INFORMATION:
++++++

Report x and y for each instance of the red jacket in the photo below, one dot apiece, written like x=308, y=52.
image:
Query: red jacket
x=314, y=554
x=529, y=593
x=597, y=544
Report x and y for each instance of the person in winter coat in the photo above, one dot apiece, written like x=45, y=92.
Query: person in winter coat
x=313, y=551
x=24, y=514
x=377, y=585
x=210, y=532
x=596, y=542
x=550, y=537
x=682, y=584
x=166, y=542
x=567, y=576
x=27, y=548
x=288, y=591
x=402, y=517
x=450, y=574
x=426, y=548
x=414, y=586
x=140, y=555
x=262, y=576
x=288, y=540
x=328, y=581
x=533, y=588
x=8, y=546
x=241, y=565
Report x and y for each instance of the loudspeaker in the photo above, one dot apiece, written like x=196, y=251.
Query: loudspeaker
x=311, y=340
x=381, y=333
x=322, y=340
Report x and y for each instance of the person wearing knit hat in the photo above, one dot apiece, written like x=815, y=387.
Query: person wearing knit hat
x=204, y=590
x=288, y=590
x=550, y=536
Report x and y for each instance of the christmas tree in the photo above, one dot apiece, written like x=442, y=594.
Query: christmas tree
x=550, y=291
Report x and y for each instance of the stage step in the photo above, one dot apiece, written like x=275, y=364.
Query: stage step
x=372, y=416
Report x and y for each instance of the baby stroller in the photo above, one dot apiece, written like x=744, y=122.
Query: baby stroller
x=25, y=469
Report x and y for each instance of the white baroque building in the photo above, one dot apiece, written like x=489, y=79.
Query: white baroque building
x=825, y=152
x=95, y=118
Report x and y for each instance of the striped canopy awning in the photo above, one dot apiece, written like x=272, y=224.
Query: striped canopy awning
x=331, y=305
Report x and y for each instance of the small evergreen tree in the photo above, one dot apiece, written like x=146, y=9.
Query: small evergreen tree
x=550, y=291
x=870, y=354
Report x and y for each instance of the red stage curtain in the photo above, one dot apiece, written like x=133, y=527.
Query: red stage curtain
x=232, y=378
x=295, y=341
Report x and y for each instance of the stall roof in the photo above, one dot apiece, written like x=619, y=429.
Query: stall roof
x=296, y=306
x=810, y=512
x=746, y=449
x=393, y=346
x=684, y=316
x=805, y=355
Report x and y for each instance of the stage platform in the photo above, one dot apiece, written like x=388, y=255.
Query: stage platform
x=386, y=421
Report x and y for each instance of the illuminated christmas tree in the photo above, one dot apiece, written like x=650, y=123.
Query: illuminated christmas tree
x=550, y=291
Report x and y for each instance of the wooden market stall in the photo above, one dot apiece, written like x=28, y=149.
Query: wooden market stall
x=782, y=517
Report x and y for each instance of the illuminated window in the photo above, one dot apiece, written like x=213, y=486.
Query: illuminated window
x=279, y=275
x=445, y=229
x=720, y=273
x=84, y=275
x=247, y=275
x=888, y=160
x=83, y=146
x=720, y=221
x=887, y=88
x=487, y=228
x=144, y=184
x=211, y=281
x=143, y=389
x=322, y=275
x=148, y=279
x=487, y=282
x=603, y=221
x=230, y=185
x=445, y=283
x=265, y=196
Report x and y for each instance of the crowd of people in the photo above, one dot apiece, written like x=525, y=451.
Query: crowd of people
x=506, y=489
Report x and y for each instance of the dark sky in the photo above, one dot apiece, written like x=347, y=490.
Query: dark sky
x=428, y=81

++++++

AIM OF THE TASK: Lines from the one containing "Query: stall roof" through the last line of the records, both included, are the only ones to print, each exactly as it is.

RESPONSE AREA:
Query: stall roof
x=296, y=306
x=810, y=512
x=746, y=449
x=393, y=346
x=684, y=316
x=805, y=355
Report x and y for each instance of the stage platform in the photo above, one dot apiece, written like x=388, y=255.
Query: stage platform
x=386, y=421
Report x and y for each instance of the illuminated christmas tree in the photo above, one dot apiece, written like x=650, y=123.
Query: illuminated christmas tree
x=550, y=291
Report x and y for each instance of the wooden market stall in the photo above, one dot apiece, written like x=28, y=149.
Query: wooden market stall
x=782, y=517
Report x and y for each instance of the illuminated window in the photo above, one dot apiece, written like x=213, y=486.
Query: illuminated window
x=279, y=275
x=445, y=229
x=720, y=273
x=84, y=275
x=247, y=275
x=888, y=160
x=83, y=146
x=720, y=221
x=887, y=88
x=487, y=228
x=144, y=184
x=211, y=281
x=143, y=389
x=322, y=275
x=148, y=279
x=487, y=282
x=603, y=221
x=230, y=185
x=445, y=283
x=265, y=196
Report x and y for each instance of the crowd of people in the photo above, one dot apiece, written like x=525, y=451.
Query: crowd of people
x=506, y=489
Report x and y for each instance of the dark sky in the photo above, one dot apiece, written like x=347, y=490.
Query: dark sky
x=428, y=81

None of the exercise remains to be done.